-- BEGIN Text to read --

Data Quality Rules Reference
Note
This feature may not be available in all product editions. For more information on available features, see Compare Editions.
This section contains reference information on the data quality rule types and input types that are available in Dataprep by Trifacta.
Data quality rules can be applied to your dataset through the Transformer page.
Input types identify the calculated metric types that can be used as inputs for a data quality rule.
Rule Types
name | description |
---|---|
Unique | Column values must be unique. |
Implies | Source column values imply the values of a target column. For each unique source value, there should be exactly one implied target value. |
Not Missing | Column values must not be missing. Null values and empty strings are not allowed. |
Not Null | Column values must not be null. Empty strings are allowed. |
Valid | Column values must be valid instances of a data type. |
Match | Column values must match a pattern. |
Not Match | Column values must not match a pattern. |
Starts With | Column values must start with a pattern. |
Ends With | Column values must end with a pattern. |
Equal | Column values must equal a provided value. |
Not Equal | Column values must not equal a provided value. |
In Range | Column values must lie between provided minimum and maximum values. |
Greater Than | Column values must be greater than a minimum value. |
Less Than | Column values must be less than a maximum value. |
In Set | Column values must be one of a set of acceptable values. |
Not In Set | Column values must not be one of a set of unacceptable values. |
Formula | Apply a custom data quality rule formula. |
Metric Input Types
The following metric input types can be selected as the source of a data quality rule.

-- END Text to read --

Goals —
- 1) Output the passage of the data quality rules reference from "Data quality rules can" to "for a data quality rule.", copied word for word.
- 2) Reproduce every line of the records below, requests included, and rescale the coordinates in the answers by multiplying each by 1.4 and rounding to a whole number, with halves rounded up.

-- BEGIN Input material --

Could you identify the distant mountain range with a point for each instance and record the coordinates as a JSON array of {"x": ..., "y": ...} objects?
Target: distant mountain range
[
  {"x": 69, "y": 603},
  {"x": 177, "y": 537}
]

-- END Input material --

Solutions to the problems —
- 1)
Data quality rules can be applied to your dataset through the Transformer page.
Input types identify the calculated metric types that can be used as inputs for a data quality rule.

- 2)
Could you identify the distant mountain range with a point for each instance and record the coordinates as a JSON array of {"x": ..., "y": ...} objects?
Target: distant mountain range
[
  {"x": 97, "y": 844},
  {"x": 248, "y": 752}
]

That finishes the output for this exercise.